**Text block**

It takes a few chapters to get accustomed to the somewhat odd language and the alien environment, but I'm now about halfway in and enjoying it.


----------



## Blue (May 12, 2017)

Kramodlog said:


> Tor's monthly free ebook is _A Fire Upon the Deep_ by Vernor Vinge. http://ebookclub.tor.com/
> 
> I do not know him, but he won many awards for other works, so why not?




That's the best book I couldn't stand reading.

Gem of the first water setting building.  Great concept.  Really alien aliens, not just funny foreheads but human motivations.  Good characters for the most part.

But...

You know how some books you can't put down?  This was the opposite, the book I couldn't keep reading.  Some point of view characters just annoyed me so much I kept on putting the book down.

I forced myself to finish.  It's got so many parts that are amazing, but as a whole it did not work for me and I have no intention to re-read.

I've read other works of his, set in different parts of the setting (and once you get to know the setting, different parts REALLY means different), and enjoyed them.  But not this one.

How the heck do you rate "Great book; did not enjoy"?

I really hope you enjoy it - the setting deserves love.  It just did not work for me.


----------



## Kramodlog (May 12, 2017)

Blue said:


> That's the best book I couldn't stand reading.
> 
> Gem of the first water setting building.  Great concept.  Really alien aliens, not just funny foreheads but human motivations.  Good characters for the most part.
> 
> ...



As reader I'm more interested in settings and plots, than in characters and their emotions. This might be very well be my kind of book.


----------



## Jhaelen (May 15, 2017)

Blue said:


> How the heck do you rate "Great book; did not enjoy"?



Sounds like the category of books I consider 'Ulysses' by James Joyce to be a part of. I fully realize it's the work of a genius, but it was a real slog to read. I'm kind of glad I did, though, because I now have a better idea what it's like. It's a piece of art, and also a bit akin to what us software engineers call a 'proof of concept'.

It's also a category I like to use for music: I make a point to differentiate between music I consider bad, and music that I don't like. Many don't seem to get the difference, but to me it's obvious. I believe you can define a set of objective criteria that allows you to tell good music from bad, but you cannot do that to decide if you enjoy music or not.

Finally, I had a related discussion about movies: E.g. I really like some of the movies by Michael Haneke, e.g. Funny Games, or The White Ribbon. But they can be really painful to watch at times. So, when I recommended them to a friend, he asked me: "Why should I watch a movie that isn't entertaining? Why watch something that isn't fun to watch?" To which, unfortunately, I didn't really have a completely satisfying answer, except that I consider it important for some reason to sometimes watch these kind of movies, if only because they make you think about them. In fact, it's likely you'll never get them fully out of your mind again; they become a part of you.


----------



## megamania (May 15, 2017)

King's The Wastelands and I now understand people's comments about the Dark Tower movie.


----------



## Kramodlog (May 15, 2017)

megamania said:


> King's The Wastelands and I now understand people's comments about the Dark Tower movie.

**Data**

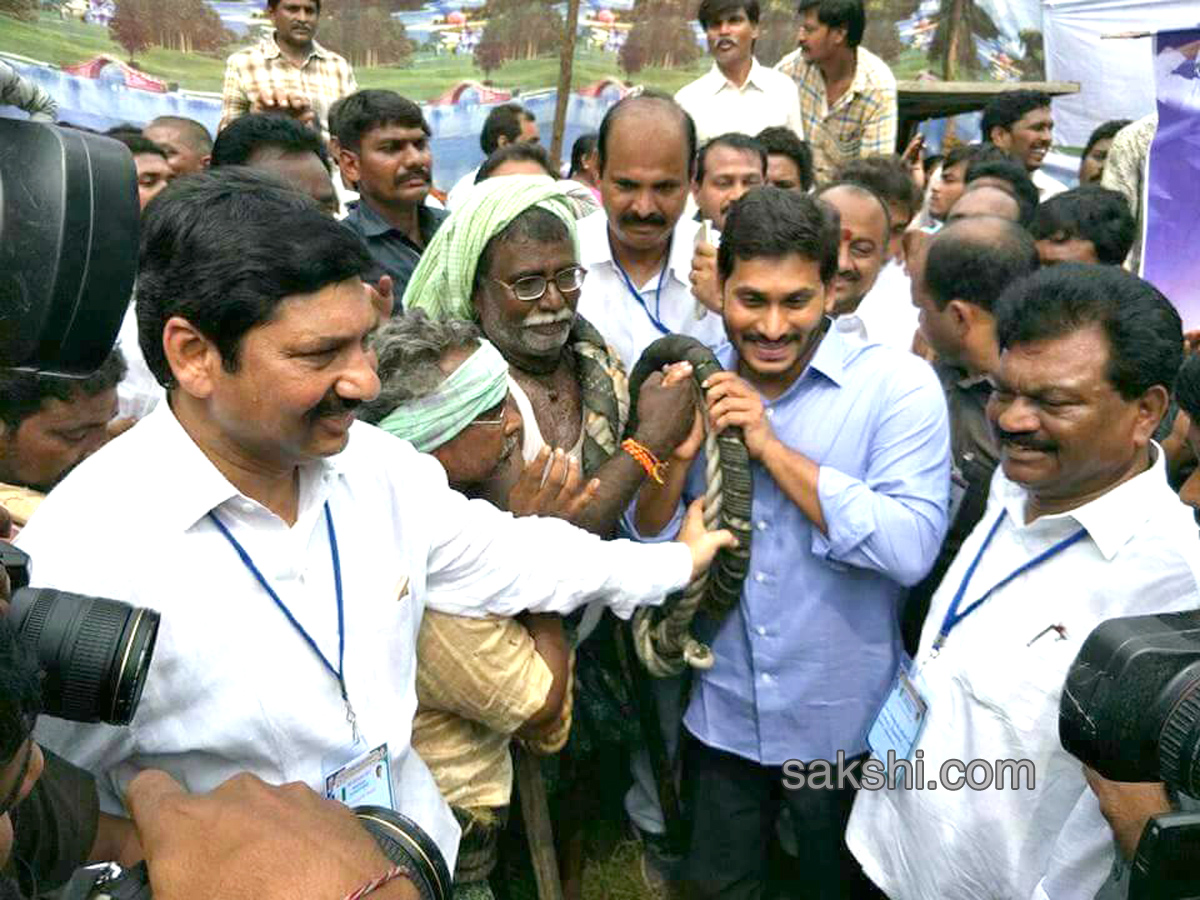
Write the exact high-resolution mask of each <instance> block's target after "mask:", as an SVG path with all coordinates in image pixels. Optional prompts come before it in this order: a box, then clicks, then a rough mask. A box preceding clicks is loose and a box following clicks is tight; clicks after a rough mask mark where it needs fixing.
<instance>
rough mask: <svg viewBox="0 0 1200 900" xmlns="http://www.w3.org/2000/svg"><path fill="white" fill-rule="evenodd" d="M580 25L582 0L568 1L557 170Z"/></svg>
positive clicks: (555, 151)
mask: <svg viewBox="0 0 1200 900" xmlns="http://www.w3.org/2000/svg"><path fill="white" fill-rule="evenodd" d="M578 24H580V0H568V2H566V23H565V24H564V26H563V46H562V47H560V48H559V50H558V102H557V103H556V104H554V130H553V133H552V137H551V142H550V158H551V161H552V162H553V163H554V166H556V168H559V169H560V168H562V164H563V133H564V132H565V131H566V104H568V102H569V101H570V98H571V73H572V70H574V68H575V31H576V29H577V28H578Z"/></svg>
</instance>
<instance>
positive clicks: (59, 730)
mask: <svg viewBox="0 0 1200 900" xmlns="http://www.w3.org/2000/svg"><path fill="white" fill-rule="evenodd" d="M281 235H286V236H287V239H286V240H281ZM368 266H370V257H368V256H367V253H366V250H365V247H364V246H362V245H361V242H360V241H359V239H358V238H356V236H355V235H354V234H353V233H350V232H349V230H347V229H344V228H343V227H342V226H341V224H338V223H337V222H336V221H334V220H332V218H330V217H329V216H328V215H325V214H323V212H322V211H320V210H319V209H318V208H317V206H316V204H313V203H312V200H311V199H310V198H307V197H305V196H302V194H299V193H296V192H294V191H290V190H286V188H282V187H280V186H277V185H276V182H274V181H272V180H270V179H268V178H265V176H263V175H259V174H258V173H253V172H247V170H244V169H227V170H224V172H221V170H214V172H211V173H203V174H197V175H192V176H190V178H187V179H182V180H180V182H179V184H178V185H175V186H174V190H173V191H172V192H170V193H168V194H166V196H163V198H162V202H160V203H156V204H155V205H154V209H151V210H150V212H149V215H148V217H146V221H145V223H144V228H143V244H142V254H140V274H139V282H138V310H139V323H140V325H142V332H140V338H142V347H143V350H144V352H145V356H146V361H148V364H149V365H150V367H151V370H152V371H154V372H155V374H156V376H157V377H158V378H160V379H161V380H162V382H163V383H164V384H166V385H168V403H161V404H158V407H157V408H156V409H155V412H154V413H152V414H151V415H149V416H148V418H146V419H145V420H143V421H142V422H139V425H138V426H137V427H136V428H133V430H131V431H130V432H128V433H127V434H125V436H122V438H121V439H120V440H116V442H113V443H112V444H109V445H107V446H106V448H104V449H103V450H102V451H101V452H97V454H96V455H94V456H92V457H90V458H89V460H88V461H86V462H85V463H84V464H83V466H80V467H79V468H78V469H77V470H76V472H74V473H72V475H71V476H68V478H67V479H66V480H65V481H62V484H61V485H59V487H58V488H56V490H55V491H54V493H53V494H52V496H50V497H48V498H47V499H46V500H44V502H43V504H42V506H41V508H40V510H38V512H37V514H36V515H35V516H34V518H32V521H31V522H30V524H29V527H28V528H26V529H25V530H24V532H23V533H22V535H20V542H22V546H23V547H24V548H25V550H26V551H29V552H31V553H32V554H34V556H35V557H36V558H37V570H36V572H35V574H34V582H35V584H36V586H40V587H54V588H59V589H67V590H77V592H82V590H90V592H92V593H98V594H101V595H103V596H110V598H114V599H118V600H122V601H127V602H131V604H134V605H139V606H151V607H155V608H157V610H158V611H160V612H161V613H162V626H161V630H160V632H158V642H157V648H156V653H155V661H154V666H152V668H151V671H150V677H149V679H148V683H146V688H145V692H144V695H143V697H142V703H140V708H139V710H138V715H137V719H136V721H134V724H133V725H132V726H131V727H128V728H124V730H118V728H113V727H109V726H104V725H92V726H88V725H78V724H71V722H66V721H59V720H55V721H46V722H44V724H42V725H41V726H40V730H38V739H40V740H41V742H42V743H43V744H46V745H48V746H49V748H52V749H54V750H58V751H61V752H62V755H65V756H67V757H70V758H71V760H72V761H73V762H76V763H77V764H80V766H83V767H84V768H89V769H91V770H92V772H95V773H96V774H97V775H98V776H100V779H101V790H102V798H103V799H102V802H103V804H104V808H106V809H107V810H108V811H119V810H120V809H121V805H120V803H121V799H120V798H121V796H122V793H124V790H125V787H126V785H127V784H128V781H130V779H131V778H132V776H133V775H134V774H136V773H137V772H138V770H139V769H142V768H146V767H154V768H161V769H166V770H167V772H168V773H170V774H172V775H174V776H175V778H176V779H179V780H180V781H181V782H182V784H184V785H185V786H186V787H188V788H190V790H193V791H206V790H211V788H212V787H215V786H216V785H217V784H220V782H222V781H224V780H226V779H228V778H229V776H232V775H233V774H235V773H236V772H239V770H250V772H251V773H253V774H256V775H258V776H260V778H263V779H264V780H266V781H270V782H284V781H304V782H306V784H308V785H310V786H312V787H314V788H316V790H319V791H323V792H326V793H329V794H336V785H337V784H338V779H341V780H342V781H343V782H346V781H347V779H348V790H349V791H350V792H352V793H353V794H356V796H360V797H362V796H364V793H361V792H360V791H359V788H362V790H364V791H365V796H366V797H370V798H371V802H372V803H379V804H383V805H390V806H392V808H394V809H397V810H398V811H401V812H403V814H404V815H407V816H409V817H410V818H412V820H413V821H415V822H416V823H419V824H420V826H421V827H422V828H425V829H426V832H428V833H430V835H431V836H432V838H433V839H434V841H436V842H437V844H438V846H439V847H440V848H442V852H443V853H444V856H445V858H446V862H448V864H449V865H450V866H451V868H452V866H454V863H455V857H456V851H457V845H458V828H457V826H456V823H455V821H454V817H452V816H451V815H450V811H449V809H448V808H446V805H445V803H444V802H443V799H442V797H440V794H439V793H438V790H437V786H436V785H434V782H433V780H432V778H431V776H430V773H428V770H427V769H426V768H425V764H424V763H422V762H421V760H420V758H419V757H418V756H416V755H415V754H414V752H413V751H412V749H410V746H409V737H410V731H412V720H413V712H414V709H415V704H416V696H415V689H414V665H415V653H414V641H415V637H416V631H418V628H419V626H420V620H421V613H422V611H424V608H425V607H426V606H430V607H431V608H438V610H440V611H443V612H450V613H454V614H468V616H480V614H484V613H492V614H498V616H514V614H516V613H517V612H520V611H522V610H527V608H528V610H533V611H538V612H565V611H569V610H571V608H575V607H577V606H580V605H582V604H583V602H587V601H588V600H590V599H592V598H594V596H595V595H598V594H600V595H602V596H604V599H605V601H606V602H607V604H608V605H610V606H611V607H612V608H613V610H614V611H616V612H617V613H618V614H622V616H628V614H629V613H630V612H631V611H632V607H634V606H636V605H637V604H642V602H647V601H653V600H654V598H658V596H661V595H664V594H666V593H668V592H670V590H673V589H677V588H679V587H682V586H683V584H684V583H685V582H686V581H688V578H689V577H691V575H692V572H694V571H697V570H698V569H700V568H701V566H702V565H704V564H706V560H707V554H708V552H709V550H710V548H714V546H715V544H718V542H719V539H718V540H710V539H707V538H706V539H700V540H694V541H692V542H694V544H695V546H696V551H695V557H694V553H692V552H691V551H689V548H688V547H685V546H680V545H674V546H670V547H666V548H659V550H658V551H652V550H650V548H646V547H640V546H635V545H632V544H628V542H623V541H614V542H605V541H601V540H600V539H599V538H595V536H593V535H589V534H586V533H583V532H580V530H577V529H575V528H574V527H571V526H568V524H566V523H564V522H560V521H554V520H544V518H529V520H521V521H515V520H512V517H511V516H509V515H508V514H504V512H500V511H499V510H497V509H496V508H494V506H492V505H491V504H487V503H486V502H482V500H468V499H467V498H464V497H463V496H461V494H458V493H455V492H454V491H451V490H449V487H448V485H446V476H445V473H444V472H443V470H442V468H440V467H439V466H438V463H437V462H436V460H433V458H432V457H428V456H422V455H419V454H416V452H415V451H414V450H413V448H412V445H410V444H408V443H407V442H402V440H400V439H397V438H394V437H391V436H388V434H385V433H384V432H382V431H379V430H377V428H373V427H371V426H367V425H365V424H361V422H355V408H356V407H359V406H360V404H361V403H362V402H365V401H368V400H371V398H373V397H374V396H376V395H377V392H378V391H379V380H378V378H377V376H376V372H374V356H373V352H372V350H371V348H370V341H368V338H370V336H371V332H372V331H373V330H374V328H376V326H377V325H378V323H379V320H380V318H382V316H384V314H386V311H385V310H383V308H382V305H379V304H377V302H374V301H373V300H374V298H376V295H373V294H372V293H371V292H368V290H367V289H366V288H365V287H364V284H362V282H361V274H362V272H364V271H366V270H367V269H368ZM114 485H116V486H120V488H121V490H120V502H119V503H113V502H112V497H113V486H114ZM696 527H697V528H701V529H702V526H700V524H697V526H696ZM98 533H104V534H106V535H108V538H107V539H106V540H96V535H97V534H98ZM688 536H690V535H685V538H688ZM730 539H731V538H730V536H728V535H726V536H725V540H726V541H728V540H730ZM114 560H116V562H114ZM121 560H124V562H121ZM343 595H344V602H343ZM368 756H370V758H371V766H368V767H365V768H361V769H355V768H353V766H354V764H355V763H359V762H362V761H365V760H366V758H367V757H368ZM377 766H378V767H380V768H377ZM354 772H360V775H359V776H358V778H349V776H350V775H353V773H354ZM372 773H373V775H372ZM380 773H382V774H380ZM364 781H365V782H364ZM331 785H332V786H331Z"/></svg>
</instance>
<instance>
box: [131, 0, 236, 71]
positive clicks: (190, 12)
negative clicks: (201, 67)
mask: <svg viewBox="0 0 1200 900" xmlns="http://www.w3.org/2000/svg"><path fill="white" fill-rule="evenodd" d="M108 32H109V35H110V36H112V38H113V40H114V41H116V43H119V44H121V47H124V48H125V52H126V53H128V54H130V59H131V60H132V59H133V56H134V55H136V54H138V53H142V52H144V50H146V49H149V48H151V47H166V48H167V49H169V50H179V52H180V53H199V52H214V50H218V49H221V48H222V47H224V46H226V44H227V43H229V42H230V41H232V40H233V34H230V32H229V30H228V29H226V28H224V26H223V25H222V24H221V17H220V16H217V13H216V11H215V10H214V8H212V7H211V6H209V5H208V4H206V2H204V0H116V5H115V8H114V11H113V18H112V20H110V22H109V23H108Z"/></svg>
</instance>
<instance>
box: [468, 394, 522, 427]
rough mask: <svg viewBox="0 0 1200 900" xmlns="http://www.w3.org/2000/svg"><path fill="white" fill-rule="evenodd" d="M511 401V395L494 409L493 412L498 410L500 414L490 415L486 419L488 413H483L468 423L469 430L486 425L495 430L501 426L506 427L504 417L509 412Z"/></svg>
mask: <svg viewBox="0 0 1200 900" xmlns="http://www.w3.org/2000/svg"><path fill="white" fill-rule="evenodd" d="M511 400H512V395H511V394H509V395H508V396H506V397H505V398H504V401H503V402H502V403H500V404H499V406H497V407H492V410H497V409H498V410H499V412H498V413H496V414H494V415H488V416H487V418H486V419H485V418H484V416H485V415H486V413H481V414H480V415H478V416H476V418H474V419H472V420H470V421H469V422H467V427H468V428H469V427H470V426H472V425H484V426H488V427H493V428H494V427H499V426H500V425H504V416H505V414H506V413H508V412H509V402H510V401H511ZM488 412H491V410H488Z"/></svg>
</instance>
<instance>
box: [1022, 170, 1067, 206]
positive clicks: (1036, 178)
mask: <svg viewBox="0 0 1200 900" xmlns="http://www.w3.org/2000/svg"><path fill="white" fill-rule="evenodd" d="M1030 180H1031V181H1032V182H1033V186H1034V187H1036V188H1038V200H1039V202H1040V203H1045V202H1046V200H1049V199H1050V198H1051V197H1054V196H1056V194H1060V193H1062V192H1063V191H1066V190H1067V185H1064V184H1063V182H1062V181H1060V180H1058V179H1056V178H1055V176H1054V175H1048V174H1046V172H1045V169H1033V174H1032V175H1030Z"/></svg>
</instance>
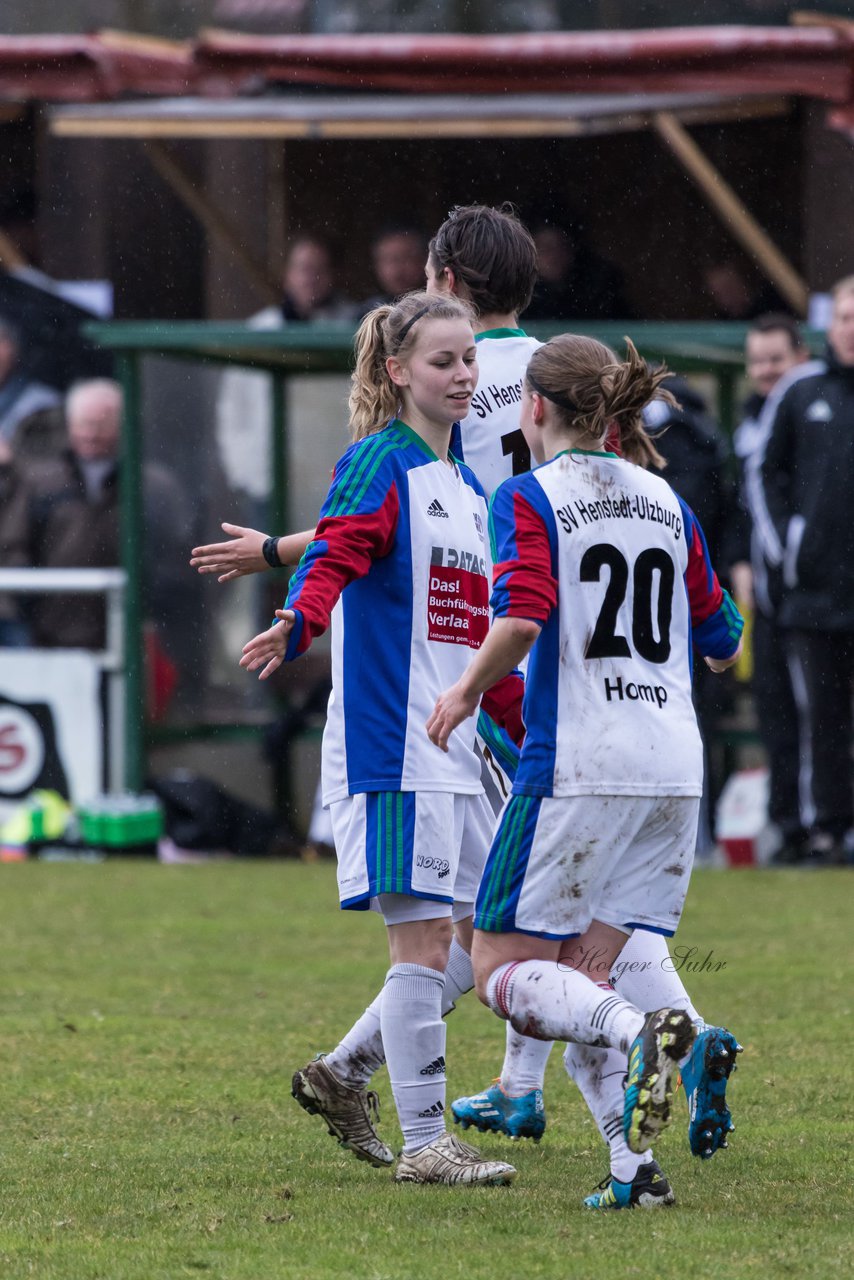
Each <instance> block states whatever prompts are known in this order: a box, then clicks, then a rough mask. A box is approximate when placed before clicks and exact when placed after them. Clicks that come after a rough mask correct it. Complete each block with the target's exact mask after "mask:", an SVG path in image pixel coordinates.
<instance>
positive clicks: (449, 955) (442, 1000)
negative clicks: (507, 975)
mask: <svg viewBox="0 0 854 1280" xmlns="http://www.w3.org/2000/svg"><path fill="white" fill-rule="evenodd" d="M474 984H475V972H474V969H472V968H471V956H470V955H469V952H467V951H466V950H465V948H463V947H461V946H460V943H458V942H457V940H456V938H452V940H451V954H449V955H448V965H447V968H446V970H444V991H443V992H442V1016H443V1018H444V1015H446V1014H449V1012H451V1010H452V1009H453V1007H455V1001H457V1000H458V998H460V996H465V993H466V992H467V991H471V989H472V987H474Z"/></svg>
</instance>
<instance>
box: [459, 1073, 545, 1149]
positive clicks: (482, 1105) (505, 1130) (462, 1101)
mask: <svg viewBox="0 0 854 1280" xmlns="http://www.w3.org/2000/svg"><path fill="white" fill-rule="evenodd" d="M451 1114H452V1115H453V1120H455V1124H458V1125H462V1128H463V1129H469V1128H470V1126H471V1125H474V1126H475V1129H480V1132H481V1133H503V1134H506V1135H507V1137H508V1138H533V1139H534V1142H539V1140H540V1138H542V1137H543V1133H544V1132H545V1107H544V1106H543V1091H542V1089H531V1091H530V1093H522V1094H521V1096H520V1097H517V1098H511V1097H510V1094H507V1093H504V1091H503V1089H502V1087H501V1080H493V1083H492V1084H490V1087H489V1088H488V1089H484V1092H483V1093H475V1094H474V1096H472V1097H470V1098H457V1100H456V1101H455V1102H452V1103H451Z"/></svg>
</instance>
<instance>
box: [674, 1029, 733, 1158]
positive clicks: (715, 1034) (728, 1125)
mask: <svg viewBox="0 0 854 1280" xmlns="http://www.w3.org/2000/svg"><path fill="white" fill-rule="evenodd" d="M741 1051H743V1050H741V1046H740V1044H739V1042H737V1041H736V1038H735V1036H734V1034H732V1033H731V1032H727V1029H726V1027H707V1028H705V1030H703V1032H700V1034H699V1036H698V1037H697V1039H695V1041H694V1046H693V1048H691V1052H690V1057H689V1059H688V1061H686V1062H685V1065H684V1066H682V1084H684V1085H685V1097H686V1098H688V1116H689V1120H688V1140H689V1143H690V1148H691V1153H693V1155H694V1156H699V1157H700V1160H711V1158H712V1156H713V1155H714V1152H716V1151H720V1149H721V1148H722V1147H726V1144H727V1142H726V1138H727V1134H730V1133H732V1130H734V1129H735V1125H734V1124H732V1116H731V1115H730V1108H729V1107H727V1105H726V1085H727V1080H729V1079H730V1075H731V1074H732V1071H735V1069H736V1066H737V1062H736V1061H735V1060H736V1056H737V1055H739V1053H741Z"/></svg>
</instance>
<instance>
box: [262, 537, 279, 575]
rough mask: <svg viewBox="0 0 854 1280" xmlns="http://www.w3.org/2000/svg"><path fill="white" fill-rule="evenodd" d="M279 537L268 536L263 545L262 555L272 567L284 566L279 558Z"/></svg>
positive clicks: (271, 566)
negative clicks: (278, 551)
mask: <svg viewBox="0 0 854 1280" xmlns="http://www.w3.org/2000/svg"><path fill="white" fill-rule="evenodd" d="M278 547H279V539H278V538H266V539H265V540H264V545H262V547H261V556H262V557H264V559H265V561H266V562H268V564H269V566H270V568H282V561H280V559H279V552H278Z"/></svg>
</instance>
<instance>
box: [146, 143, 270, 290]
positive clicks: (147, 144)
mask: <svg viewBox="0 0 854 1280" xmlns="http://www.w3.org/2000/svg"><path fill="white" fill-rule="evenodd" d="M143 148H145V154H146V155H147V157H149V160H150V161H151V165H152V168H154V169H155V170H156V173H159V174H160V177H161V178H163V179H164V182H166V183H168V184H169V186H170V187H172V189H173V191H174V193H175V195H177V196H178V198H179V200H181V201H182V202H183V204H184V205H186V206H187V209H189V211H191V214H193V216H195V218H197V219H198V221H200V223H201V224H202V227H204V228H205V232H206V233H207V234H209V236H210V237H211V239H215V241H218V242H219V243H220V244H222V246H223V248H224V250H225V251H227V252H229V253H230V255H232V256H233V257H234V259H236V261H237V262H239V265H241V268H242V269H243V271H245V273H246V276H247V278H248V279H250V280H251V283H252V287H254V288H255V289H257V292H259V294H260V296H261V297H262V298H264V301H265V302H266V303H277V302H280V300H282V288H280V284H279V282H278V279H277V278H275V276H274V275H271V274H269V273H268V270H266V268H265V265H264V264H262V262H260V261H259V260H257V259H256V257H255V256H254V255H252V253H250V251H248V250H247V248H246V246H245V244H243V241H242V238H241V236H239V232H238V230H237V229H236V228H234V227H233V224H232V223H230V221H229V220H228V218H225V215H224V214H223V212H222V211H220V210H219V209H218V207H216V205H214V202H213V201H211V200H210V197H209V196H206V195H205V193H204V192H201V191H200V189H198V187H197V186H196V183H195V180H193V178H192V177H191V174H189V173H188V172H187V170H186V169H184V166H183V165H182V164H181V163H179V161H178V160H175V157H174V155H173V154H172V151H170V150H169V148H168V147H166V146H164V143H163V142H157V141H155V140H154V138H150V140H149V141H146V142H145V143H143Z"/></svg>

**What the exercise asks**
Render into Spanish this sentence from the forum thread about books: "I fully realize it's the work of a genius, but it was a real slog to read."

**Task answer**
Soy plenamente consciente de que es la obra de un genio, pero fue muy pesado de leer.